◆ Written problem A:
Using the tempering practice passage, explain in one to three sentences why accurate temperature measurement is critical during tempering.
◆ Written problem B:
Please gather every line of the records that contains the word "window".

◆ Selected extract:
++++++++++
Tempering Practice — Process Control and Quality Assurance

Furnace Atmosphere and Oxidation

Tempering is typically performed in air furnaces for most engineering steels — the low oxygen partial pressure at tempering temperatures (below 700 °C) produces only a thin, removable oxide layer on the steel surface. However, for precision components with tight dimensional tolerances or high-quality surface finish requirements, tempering in protective atmosphere (nitrogen, endothermic gas, or vacuum) prevents surface oxidation and decarburisation. Precision gear teeth, aerospace bearing races, and tool steel cutting edges are typically tempered under protective atmosphere or in neutral salt baths to preserve surface integrity.

Temperature Measurement and Calibration

Because the H-J parameter shows that a 10 °C error in tempering temperature produces the equivalent of approximately 1.7 hours of time error (at 600 °C), temperature measurement accuracy is critical. The following control hierarchy applies:

  • Thermocouple types: Type K (chromel-alumel) adequate for 100–700 °C; Type N preferred for precision work and extended life above 500 °C; minimum 2–point calibration per ASTM E230
  • Survey thermocouples: NADCAP-accredited heat treatment shops perform Temperature Uniformity Surveys (TUS) per AMS 2750 (Grade 3 minimum for tempering: ±8 °C throughout working zone)
  • Load thermocouples: For critical aerospace components, thermocouples are attached to representative parts to verify actual part temperature, not just furnace chamber temperature
  • Soak time: Timing starts only after all thermocouples confirm the part has reached within 8 °C of the set temperature (not when the furnace thermocouple reaches set point)
++++++++++
◆ Stored records:
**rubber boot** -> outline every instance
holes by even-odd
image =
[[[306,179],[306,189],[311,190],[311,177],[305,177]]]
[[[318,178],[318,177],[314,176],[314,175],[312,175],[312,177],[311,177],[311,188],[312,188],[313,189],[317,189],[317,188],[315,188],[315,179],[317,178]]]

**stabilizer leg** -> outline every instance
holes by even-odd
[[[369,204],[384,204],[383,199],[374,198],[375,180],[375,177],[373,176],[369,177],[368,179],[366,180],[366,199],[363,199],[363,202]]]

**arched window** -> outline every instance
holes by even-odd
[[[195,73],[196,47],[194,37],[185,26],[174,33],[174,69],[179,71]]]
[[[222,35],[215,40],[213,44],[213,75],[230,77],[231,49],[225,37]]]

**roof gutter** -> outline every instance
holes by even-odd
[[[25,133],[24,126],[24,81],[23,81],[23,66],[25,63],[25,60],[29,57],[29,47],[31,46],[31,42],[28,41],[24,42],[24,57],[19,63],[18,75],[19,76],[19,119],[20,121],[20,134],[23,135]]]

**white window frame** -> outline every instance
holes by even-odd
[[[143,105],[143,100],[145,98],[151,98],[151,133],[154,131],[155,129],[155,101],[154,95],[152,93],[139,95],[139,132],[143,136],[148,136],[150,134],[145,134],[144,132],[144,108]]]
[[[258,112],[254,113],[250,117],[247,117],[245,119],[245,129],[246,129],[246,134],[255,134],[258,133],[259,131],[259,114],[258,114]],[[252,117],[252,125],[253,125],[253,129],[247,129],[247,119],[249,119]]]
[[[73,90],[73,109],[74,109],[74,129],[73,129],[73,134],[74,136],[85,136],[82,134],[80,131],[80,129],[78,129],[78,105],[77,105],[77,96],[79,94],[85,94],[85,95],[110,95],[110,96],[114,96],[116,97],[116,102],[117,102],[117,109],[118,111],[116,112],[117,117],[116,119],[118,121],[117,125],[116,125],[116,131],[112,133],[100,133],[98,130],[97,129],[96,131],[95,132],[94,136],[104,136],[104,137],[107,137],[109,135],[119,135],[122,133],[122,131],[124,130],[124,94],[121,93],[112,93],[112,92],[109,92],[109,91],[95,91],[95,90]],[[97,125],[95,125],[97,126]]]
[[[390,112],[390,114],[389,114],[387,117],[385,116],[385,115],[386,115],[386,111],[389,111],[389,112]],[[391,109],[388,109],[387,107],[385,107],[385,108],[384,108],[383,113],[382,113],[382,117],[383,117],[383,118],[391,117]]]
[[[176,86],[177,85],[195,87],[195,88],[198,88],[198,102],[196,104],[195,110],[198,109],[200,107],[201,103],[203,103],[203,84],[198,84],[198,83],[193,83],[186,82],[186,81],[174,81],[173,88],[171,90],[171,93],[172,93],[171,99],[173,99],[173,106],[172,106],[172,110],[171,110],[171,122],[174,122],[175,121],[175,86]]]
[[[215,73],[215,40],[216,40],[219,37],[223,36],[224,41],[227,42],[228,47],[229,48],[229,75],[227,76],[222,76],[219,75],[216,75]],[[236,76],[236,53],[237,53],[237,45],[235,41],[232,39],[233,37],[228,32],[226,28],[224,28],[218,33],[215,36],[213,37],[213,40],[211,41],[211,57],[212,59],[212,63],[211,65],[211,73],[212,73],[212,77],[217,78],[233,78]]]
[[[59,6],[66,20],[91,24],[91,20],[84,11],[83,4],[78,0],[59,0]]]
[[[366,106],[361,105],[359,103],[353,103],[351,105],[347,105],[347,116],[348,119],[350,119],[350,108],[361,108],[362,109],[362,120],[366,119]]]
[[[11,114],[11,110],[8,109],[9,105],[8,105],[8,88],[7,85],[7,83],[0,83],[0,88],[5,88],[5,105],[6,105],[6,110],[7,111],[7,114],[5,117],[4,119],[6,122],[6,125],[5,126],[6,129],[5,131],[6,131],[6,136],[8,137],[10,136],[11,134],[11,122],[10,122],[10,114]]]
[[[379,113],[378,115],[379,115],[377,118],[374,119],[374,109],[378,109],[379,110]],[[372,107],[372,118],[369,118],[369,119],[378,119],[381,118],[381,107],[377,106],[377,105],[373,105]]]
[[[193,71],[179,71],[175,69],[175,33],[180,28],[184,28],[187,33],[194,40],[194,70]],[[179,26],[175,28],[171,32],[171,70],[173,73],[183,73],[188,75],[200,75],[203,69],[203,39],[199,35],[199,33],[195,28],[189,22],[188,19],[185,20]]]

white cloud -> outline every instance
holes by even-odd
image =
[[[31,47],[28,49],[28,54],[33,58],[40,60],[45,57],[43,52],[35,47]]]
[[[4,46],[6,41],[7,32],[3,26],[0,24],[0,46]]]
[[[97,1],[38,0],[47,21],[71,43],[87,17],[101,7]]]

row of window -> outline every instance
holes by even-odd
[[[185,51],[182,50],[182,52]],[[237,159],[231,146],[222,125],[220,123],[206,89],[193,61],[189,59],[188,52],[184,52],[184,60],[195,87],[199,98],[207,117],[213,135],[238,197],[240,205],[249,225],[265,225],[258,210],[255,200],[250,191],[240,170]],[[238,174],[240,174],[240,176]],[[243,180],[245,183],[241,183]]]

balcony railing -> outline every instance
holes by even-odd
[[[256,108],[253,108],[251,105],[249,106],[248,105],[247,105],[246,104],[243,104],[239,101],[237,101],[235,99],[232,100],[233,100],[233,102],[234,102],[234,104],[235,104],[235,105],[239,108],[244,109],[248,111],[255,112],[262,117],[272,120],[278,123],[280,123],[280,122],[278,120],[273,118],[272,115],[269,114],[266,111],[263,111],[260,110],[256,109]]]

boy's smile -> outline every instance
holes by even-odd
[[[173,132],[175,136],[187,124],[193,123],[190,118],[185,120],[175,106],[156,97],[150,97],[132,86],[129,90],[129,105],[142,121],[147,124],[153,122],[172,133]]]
++++++++++
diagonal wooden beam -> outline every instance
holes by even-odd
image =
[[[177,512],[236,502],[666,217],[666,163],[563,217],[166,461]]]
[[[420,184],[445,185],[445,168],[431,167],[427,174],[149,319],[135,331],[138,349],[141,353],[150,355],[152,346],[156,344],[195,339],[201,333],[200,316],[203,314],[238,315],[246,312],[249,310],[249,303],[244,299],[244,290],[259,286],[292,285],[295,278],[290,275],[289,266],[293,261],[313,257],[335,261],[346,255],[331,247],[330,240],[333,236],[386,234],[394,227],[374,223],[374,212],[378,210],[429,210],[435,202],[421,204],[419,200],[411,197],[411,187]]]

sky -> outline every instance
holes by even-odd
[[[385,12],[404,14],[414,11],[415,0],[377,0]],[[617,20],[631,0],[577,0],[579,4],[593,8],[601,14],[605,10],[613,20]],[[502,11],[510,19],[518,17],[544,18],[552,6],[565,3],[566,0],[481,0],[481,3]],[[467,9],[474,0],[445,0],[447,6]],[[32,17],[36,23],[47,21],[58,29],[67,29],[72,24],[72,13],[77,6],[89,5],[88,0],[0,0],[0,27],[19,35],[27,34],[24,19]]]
++++++++++
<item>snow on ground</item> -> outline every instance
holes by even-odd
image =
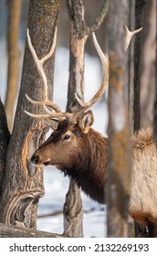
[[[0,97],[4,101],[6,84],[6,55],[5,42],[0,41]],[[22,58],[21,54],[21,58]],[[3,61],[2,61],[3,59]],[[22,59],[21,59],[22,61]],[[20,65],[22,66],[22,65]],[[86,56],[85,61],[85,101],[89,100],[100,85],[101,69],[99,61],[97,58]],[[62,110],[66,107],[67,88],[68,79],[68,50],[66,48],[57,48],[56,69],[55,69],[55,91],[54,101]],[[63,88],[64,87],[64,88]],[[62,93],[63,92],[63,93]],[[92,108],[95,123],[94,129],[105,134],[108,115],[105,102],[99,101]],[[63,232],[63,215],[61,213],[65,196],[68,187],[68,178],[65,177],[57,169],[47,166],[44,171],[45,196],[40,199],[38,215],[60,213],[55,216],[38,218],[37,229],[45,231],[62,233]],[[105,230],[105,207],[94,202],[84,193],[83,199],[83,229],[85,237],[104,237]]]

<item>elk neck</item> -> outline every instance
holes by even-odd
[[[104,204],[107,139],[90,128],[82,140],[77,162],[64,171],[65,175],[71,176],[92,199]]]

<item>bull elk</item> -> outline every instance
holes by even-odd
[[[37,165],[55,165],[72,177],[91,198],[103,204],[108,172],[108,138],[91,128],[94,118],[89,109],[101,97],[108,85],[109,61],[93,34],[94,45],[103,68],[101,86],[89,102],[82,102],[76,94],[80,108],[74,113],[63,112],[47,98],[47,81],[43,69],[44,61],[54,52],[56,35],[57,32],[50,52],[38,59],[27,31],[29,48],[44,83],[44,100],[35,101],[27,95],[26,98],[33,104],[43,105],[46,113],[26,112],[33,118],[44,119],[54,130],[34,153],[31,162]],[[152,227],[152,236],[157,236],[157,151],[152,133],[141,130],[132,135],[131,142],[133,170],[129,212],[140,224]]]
++++++++++
◆ Task solution A:
Accurate temperature measurement is critical because the H-J parameter shows that a 10 °C error in tempering temperature is equivalent to approximately 1.7 hours of time error at 600 °C.

◆ Task solution B:
**arched window** -> outline every instance
**white window frame** -> outline every instance
row of window -> outline every instance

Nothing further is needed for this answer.